YOUR TASK: Rewrite every one of the records below, swapping each occurrence of "Give the position" for "Report the location" and keeping everything else unchanged. Omit the pictures from your answer.

ENTRIES:
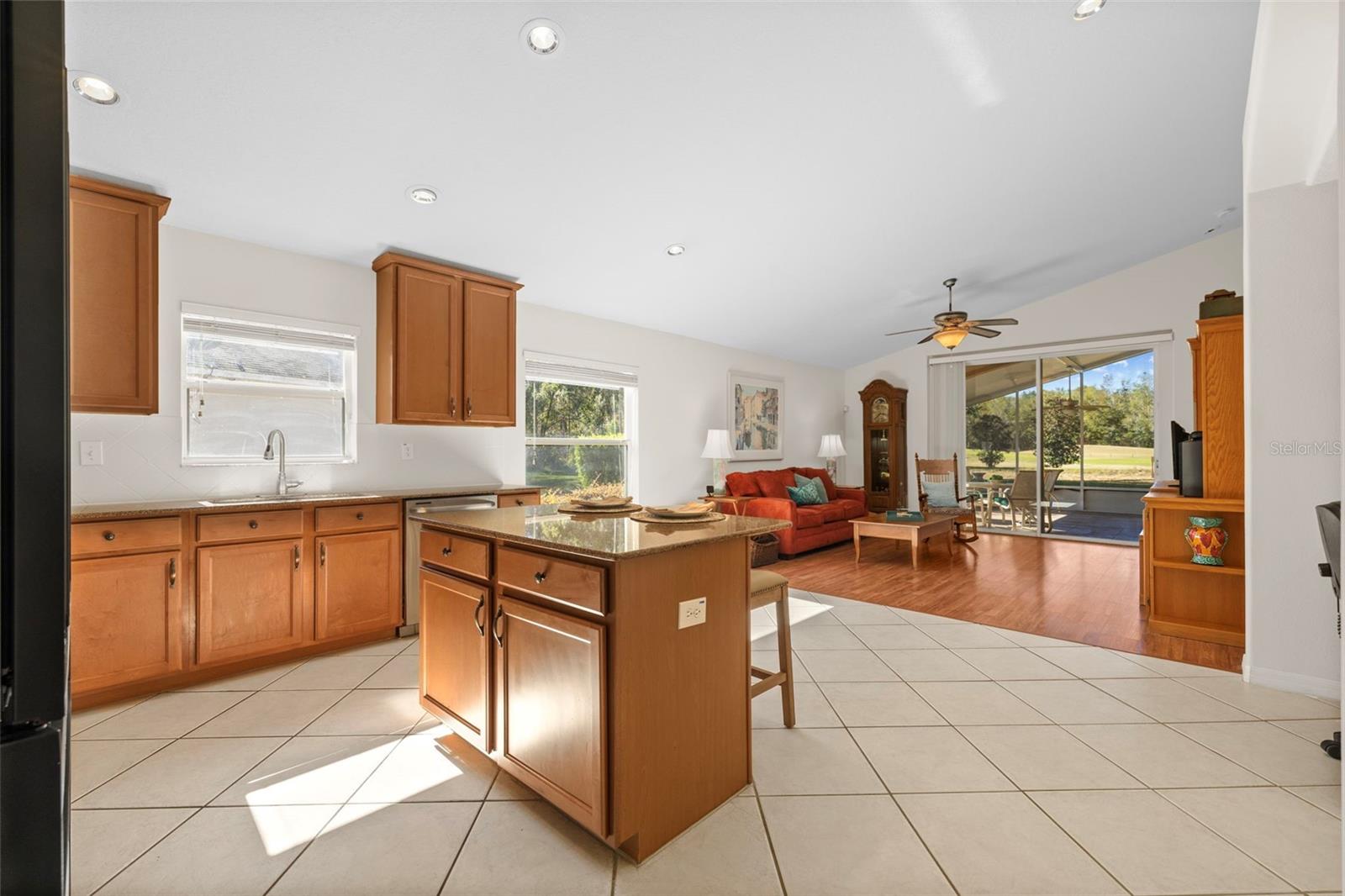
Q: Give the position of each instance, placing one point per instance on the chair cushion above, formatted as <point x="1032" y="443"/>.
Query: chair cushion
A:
<point x="810" y="517"/>
<point x="818" y="472"/>
<point x="766" y="580"/>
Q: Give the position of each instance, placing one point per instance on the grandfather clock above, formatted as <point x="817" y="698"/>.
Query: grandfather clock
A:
<point x="884" y="445"/>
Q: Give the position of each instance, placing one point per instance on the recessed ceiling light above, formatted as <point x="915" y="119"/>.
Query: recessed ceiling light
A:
<point x="542" y="37"/>
<point x="423" y="195"/>
<point x="94" y="89"/>
<point x="1089" y="8"/>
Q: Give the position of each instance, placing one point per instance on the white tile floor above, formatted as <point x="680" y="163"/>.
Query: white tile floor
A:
<point x="931" y="756"/>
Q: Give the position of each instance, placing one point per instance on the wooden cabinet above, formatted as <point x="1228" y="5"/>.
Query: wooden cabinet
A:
<point x="249" y="599"/>
<point x="455" y="653"/>
<point x="113" y="298"/>
<point x="549" y="690"/>
<point x="125" y="619"/>
<point x="446" y="345"/>
<point x="884" y="445"/>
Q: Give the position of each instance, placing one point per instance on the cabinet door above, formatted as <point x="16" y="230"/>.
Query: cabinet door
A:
<point x="488" y="354"/>
<point x="249" y="599"/>
<point x="549" y="698"/>
<point x="358" y="582"/>
<point x="454" y="654"/>
<point x="430" y="334"/>
<point x="113" y="304"/>
<point x="125" y="619"/>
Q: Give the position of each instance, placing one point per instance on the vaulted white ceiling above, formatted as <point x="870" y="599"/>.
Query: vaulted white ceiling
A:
<point x="825" y="165"/>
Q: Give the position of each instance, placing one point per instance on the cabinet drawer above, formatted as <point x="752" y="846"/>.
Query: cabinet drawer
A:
<point x="124" y="535"/>
<point x="358" y="517"/>
<point x="562" y="580"/>
<point x="455" y="552"/>
<point x="266" y="524"/>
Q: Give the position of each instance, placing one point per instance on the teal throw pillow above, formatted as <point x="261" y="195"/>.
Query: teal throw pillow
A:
<point x="941" y="493"/>
<point x="807" y="492"/>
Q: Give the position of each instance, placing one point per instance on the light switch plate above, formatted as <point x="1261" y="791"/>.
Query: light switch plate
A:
<point x="690" y="613"/>
<point x="91" y="454"/>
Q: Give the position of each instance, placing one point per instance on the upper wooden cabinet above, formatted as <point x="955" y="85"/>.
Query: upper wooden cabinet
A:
<point x="113" y="298"/>
<point x="446" y="345"/>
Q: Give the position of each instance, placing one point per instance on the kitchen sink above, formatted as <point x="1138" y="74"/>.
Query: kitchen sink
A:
<point x="289" y="498"/>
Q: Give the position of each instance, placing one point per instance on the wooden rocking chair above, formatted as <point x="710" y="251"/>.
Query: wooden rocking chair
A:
<point x="945" y="470"/>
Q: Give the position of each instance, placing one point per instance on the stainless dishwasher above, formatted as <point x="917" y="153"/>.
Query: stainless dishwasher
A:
<point x="414" y="510"/>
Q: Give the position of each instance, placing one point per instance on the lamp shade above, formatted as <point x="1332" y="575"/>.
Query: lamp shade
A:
<point x="717" y="444"/>
<point x="831" y="447"/>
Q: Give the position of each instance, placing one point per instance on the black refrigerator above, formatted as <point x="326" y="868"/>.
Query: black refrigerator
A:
<point x="35" y="440"/>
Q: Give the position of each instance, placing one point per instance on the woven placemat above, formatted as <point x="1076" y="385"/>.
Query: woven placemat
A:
<point x="599" y="512"/>
<point x="677" y="521"/>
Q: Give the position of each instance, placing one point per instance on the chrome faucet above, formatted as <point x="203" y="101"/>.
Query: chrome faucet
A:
<point x="282" y="482"/>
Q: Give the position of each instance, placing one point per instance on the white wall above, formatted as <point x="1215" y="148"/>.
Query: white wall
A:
<point x="1161" y="293"/>
<point x="683" y="390"/>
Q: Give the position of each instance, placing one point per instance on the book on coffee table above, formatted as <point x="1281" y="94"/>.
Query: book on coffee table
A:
<point x="905" y="515"/>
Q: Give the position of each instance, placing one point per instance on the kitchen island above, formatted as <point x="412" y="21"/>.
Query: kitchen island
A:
<point x="600" y="661"/>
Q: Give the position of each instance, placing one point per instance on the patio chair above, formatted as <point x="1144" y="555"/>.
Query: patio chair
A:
<point x="946" y="472"/>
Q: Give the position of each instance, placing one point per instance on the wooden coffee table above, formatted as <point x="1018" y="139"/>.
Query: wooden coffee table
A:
<point x="914" y="533"/>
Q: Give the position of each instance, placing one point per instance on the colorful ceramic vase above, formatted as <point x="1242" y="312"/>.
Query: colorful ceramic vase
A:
<point x="1207" y="540"/>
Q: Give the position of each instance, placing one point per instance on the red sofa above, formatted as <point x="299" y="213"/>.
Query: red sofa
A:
<point x="815" y="525"/>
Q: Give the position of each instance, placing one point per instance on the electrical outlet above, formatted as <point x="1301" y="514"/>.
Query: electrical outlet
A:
<point x="690" y="613"/>
<point x="91" y="454"/>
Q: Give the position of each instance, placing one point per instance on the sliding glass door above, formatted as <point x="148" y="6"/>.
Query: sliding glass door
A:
<point x="1062" y="444"/>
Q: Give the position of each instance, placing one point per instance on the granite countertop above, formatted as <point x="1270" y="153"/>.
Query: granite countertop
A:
<point x="80" y="513"/>
<point x="605" y="537"/>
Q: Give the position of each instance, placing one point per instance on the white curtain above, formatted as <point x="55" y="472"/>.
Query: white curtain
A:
<point x="948" y="414"/>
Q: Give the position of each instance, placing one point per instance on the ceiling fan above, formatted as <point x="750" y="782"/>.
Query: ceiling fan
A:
<point x="952" y="327"/>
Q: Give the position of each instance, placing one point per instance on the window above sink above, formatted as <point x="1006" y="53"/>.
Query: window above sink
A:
<point x="246" y="373"/>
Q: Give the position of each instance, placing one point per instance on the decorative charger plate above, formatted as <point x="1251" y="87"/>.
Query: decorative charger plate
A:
<point x="645" y="515"/>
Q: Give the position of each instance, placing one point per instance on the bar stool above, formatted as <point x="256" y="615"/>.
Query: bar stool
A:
<point x="773" y="588"/>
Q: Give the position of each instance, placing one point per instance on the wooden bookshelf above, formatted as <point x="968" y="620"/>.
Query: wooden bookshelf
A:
<point x="1187" y="599"/>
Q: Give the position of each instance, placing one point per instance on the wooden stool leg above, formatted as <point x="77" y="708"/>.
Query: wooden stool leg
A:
<point x="782" y="627"/>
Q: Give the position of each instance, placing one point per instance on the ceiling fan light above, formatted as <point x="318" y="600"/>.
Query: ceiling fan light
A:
<point x="950" y="340"/>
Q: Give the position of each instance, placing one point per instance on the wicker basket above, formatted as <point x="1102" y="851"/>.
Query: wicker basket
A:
<point x="766" y="549"/>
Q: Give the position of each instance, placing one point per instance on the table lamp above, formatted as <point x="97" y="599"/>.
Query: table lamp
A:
<point x="831" y="448"/>
<point x="719" y="452"/>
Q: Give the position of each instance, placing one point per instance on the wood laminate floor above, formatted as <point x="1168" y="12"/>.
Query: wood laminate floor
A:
<point x="1069" y="589"/>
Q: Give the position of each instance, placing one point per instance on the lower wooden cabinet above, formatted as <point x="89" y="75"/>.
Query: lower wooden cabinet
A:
<point x="125" y="619"/>
<point x="249" y="599"/>
<point x="455" y="653"/>
<point x="358" y="584"/>
<point x="549" y="692"/>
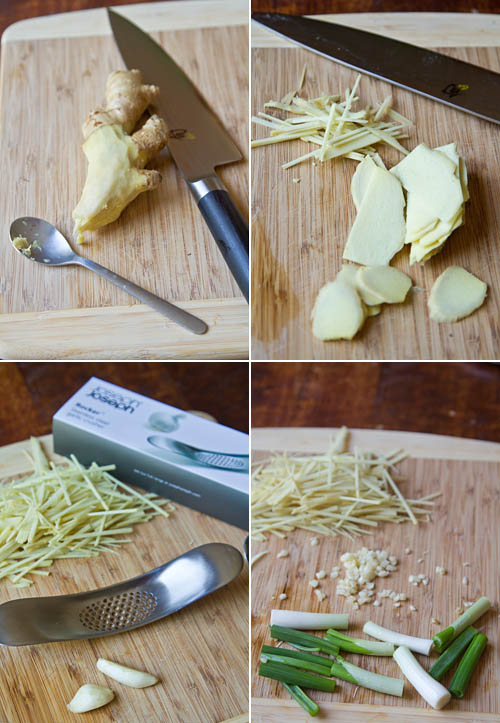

OUTPUT OF THE TASK:
Q: Report the location of each instance, placing one point per instance on the chair cushion above, formatted as <point x="1032" y="443"/>.
Query: chair cushion
A:
<point x="810" y="517"/>
<point x="818" y="472"/>
<point x="766" y="580"/>
Q: Report the location of each instance, placing one point per instance on the grandfather clock above, formatted as <point x="817" y="698"/>.
Query: grandfather clock
A:
<point x="884" y="445"/>
Q: Report the location of each instance, placing one point per instance on the recessed ceiling light above, formatted as <point x="915" y="119"/>.
Query: recessed ceiling light
A:
<point x="542" y="37"/>
<point x="423" y="195"/>
<point x="94" y="89"/>
<point x="1089" y="8"/>
Q: Report the location of each instance, placing one point per instance on the white tile floor above, formatted as <point x="680" y="163"/>.
Query: white tile floor
A:
<point x="931" y="756"/>
Q: Report the location of each instance, placing one point per instance on the wooden cabinet above, formatted as <point x="1228" y="5"/>.
Query: wooden cabinet
A:
<point x="249" y="599"/>
<point x="455" y="653"/>
<point x="113" y="298"/>
<point x="549" y="690"/>
<point x="125" y="619"/>
<point x="446" y="345"/>
<point x="884" y="445"/>
Q: Report the location of each instance, placing one point per instance on the cabinet door above, formatted as <point x="16" y="230"/>.
Query: cabinet door
A:
<point x="488" y="354"/>
<point x="249" y="599"/>
<point x="549" y="698"/>
<point x="358" y="582"/>
<point x="454" y="654"/>
<point x="430" y="334"/>
<point x="113" y="304"/>
<point x="125" y="619"/>
Q: Report the location of each instance, placing one point per instance on the vaulted white ceiling above, formatted as <point x="870" y="599"/>.
Query: vaulted white ceiling
A:
<point x="825" y="165"/>
Q: Report the location of each instance, placing one point per instance on the cabinet drawer above, formatted as <point x="752" y="846"/>.
Query: cabinet drawer
A:
<point x="124" y="535"/>
<point x="358" y="517"/>
<point x="562" y="580"/>
<point x="455" y="552"/>
<point x="266" y="524"/>
Q: Report the location of each instance, placing one point per instance on the teal throw pillow above, formatted as <point x="261" y="195"/>.
Query: teal throw pillow
A:
<point x="941" y="493"/>
<point x="807" y="492"/>
Q: Report the location of each instance, placing one point per instance on the light switch plate above, formatted as <point x="1261" y="791"/>.
Query: light switch plate
A:
<point x="690" y="613"/>
<point x="91" y="454"/>
Q: Report the location of each instance, placing one point per instance on the upper wooden cabinet above, formatted as <point x="955" y="85"/>.
Query: upper wooden cabinet
A:
<point x="113" y="298"/>
<point x="446" y="345"/>
Q: Report the location of each instance, placing one point per instance on the kitchen sink above, formatted as <point x="1138" y="74"/>.
Query: kitchen sink
A:
<point x="289" y="498"/>
Q: Report the location of each instance, placing one point per instance on the wooden rocking chair above, formatted as <point x="710" y="251"/>.
Query: wooden rocking chair
A:
<point x="945" y="470"/>
Q: Report the location of each instance, placing one point per instance on the stainless dishwasher above, formatted as <point x="917" y="153"/>.
Query: stainless dishwasher
A:
<point x="414" y="510"/>
Q: Report the location of each instance, placing one point per instance on the lamp shade above, formatted as <point x="1332" y="575"/>.
Query: lamp shade
A:
<point x="717" y="444"/>
<point x="831" y="447"/>
Q: Report the location of each instance, placing one point per instance on the black refrigerator above, formatted as <point x="326" y="868"/>.
Query: black refrigerator
A:
<point x="35" y="440"/>
Q: Report the location of each instance, placing one point per instance on the woven placemat above, formatted as <point x="1076" y="385"/>.
Query: woven placemat
A:
<point x="599" y="512"/>
<point x="677" y="521"/>
Q: Report the location of each instance, placing one point per instance on the chrome faucet above, formatted as <point x="203" y="101"/>.
Query: chrome faucet
A:
<point x="282" y="482"/>
Q: Report the location of each instance, placing one point per instance on the white wall above, formatted as <point x="1215" y="148"/>.
Query: white wall
A:
<point x="1161" y="293"/>
<point x="683" y="390"/>
Q: Report the location of each instance, placing one point per instance on the book on coffee table above, formatted as <point x="1281" y="94"/>.
Query: book on coffee table
A:
<point x="905" y="515"/>
Q: Report the location of each instance, placing one point per instance on the kitchen island above, formatted as <point x="412" y="21"/>.
Query: kitchen island
A:
<point x="600" y="661"/>
Q: Report the location of each instance, placing one point per instance on the patio chair above, formatted as <point x="1144" y="555"/>.
Query: patio chair
A:
<point x="946" y="472"/>
Q: Report the location of each instance, placing one point per instance on the wooden coffee table above, formatted as <point x="1018" y="139"/>.
Query: wooden coffee table
A:
<point x="914" y="533"/>
Q: Report the location of each instance, placing one point per instance on the colorful ceramic vase above, formatted as <point x="1242" y="312"/>.
Query: colorful ceramic vase
A:
<point x="1207" y="540"/>
Q: Report the location of each instance, placing one point per instance on the red sofa above, formatted as <point x="299" y="213"/>.
Query: red sofa
A:
<point x="815" y="525"/>
Q: Report the location of each instance, placing one point per instance on the electrical outlet above, formatted as <point x="1301" y="514"/>.
Query: electrical outlet
A:
<point x="690" y="613"/>
<point x="91" y="454"/>
Q: Report the location of each instance, placing one point per instance on the sliding glass door above, formatted as <point x="148" y="6"/>.
Query: sliding glass door
A:
<point x="1062" y="444"/>
Q: Report the location of each instance, placing one point per instance on the granite countertop above, formatted as <point x="1270" y="153"/>.
Query: granite countertop
A:
<point x="80" y="513"/>
<point x="605" y="537"/>
Q: Report the location of each instance, placing one point per instance on the white curtain above, formatted as <point x="55" y="472"/>.
Query: white curtain
A:
<point x="948" y="414"/>
Q: Report the location of each instance, placing one point per instance on the ceiling fan above, formatted as <point x="750" y="782"/>.
Query: ceiling fan
A:
<point x="952" y="327"/>
Q: Report the location of each instance, placing one point per instance on the window above sink above, formatted as <point x="1006" y="53"/>.
Query: window above sink
A:
<point x="246" y="373"/>
Q: Report the location of each instance, placing one point per instance on the decorative charger plate above, formatted as <point x="1251" y="87"/>.
Query: decorative charger plate
A:
<point x="645" y="515"/>
Q: Report the location of each instance, placing one point per instance on the bar stool above, formatted as <point x="256" y="615"/>.
Query: bar stool
A:
<point x="773" y="588"/>
Q: Report the location of each instance, placing one point per instance on the wooden bookshelf above, formatted as <point x="968" y="620"/>.
Query: wooden bookshelf
A:
<point x="1187" y="599"/>
Q: Report the location of each instance, placing one point per instance on the wooden stool leg above, formatted as <point x="77" y="708"/>.
Query: wooden stool leg
A:
<point x="782" y="627"/>
Q: Report the location of each instance, placing one point per instance on the ceiling fan light above, formatted as <point x="318" y="600"/>.
Query: ceiling fan light
A:
<point x="950" y="340"/>
Q: Report the location of each instance, placing one point per instance on the wicker basket above, formatted as <point x="1102" y="851"/>.
Query: wicker basket
A:
<point x="766" y="549"/>
Q: Report the location of each instance, placing one point per instance on the table lamp above, formatted as <point x="97" y="599"/>.
Query: table lamp
A:
<point x="831" y="448"/>
<point x="719" y="452"/>
Q: Report the location of each instance, placing one point per instance on the wood laminate floor above, formatted as <point x="1168" y="12"/>.
Query: wood laminate floor
A:
<point x="1069" y="589"/>
Q: Report the location of each instance, placing one point per instance on the lower wooden cabinet above, formatted as <point x="89" y="75"/>.
Query: lower wooden cabinet
A:
<point x="125" y="619"/>
<point x="249" y="599"/>
<point x="455" y="653"/>
<point x="358" y="584"/>
<point x="549" y="692"/>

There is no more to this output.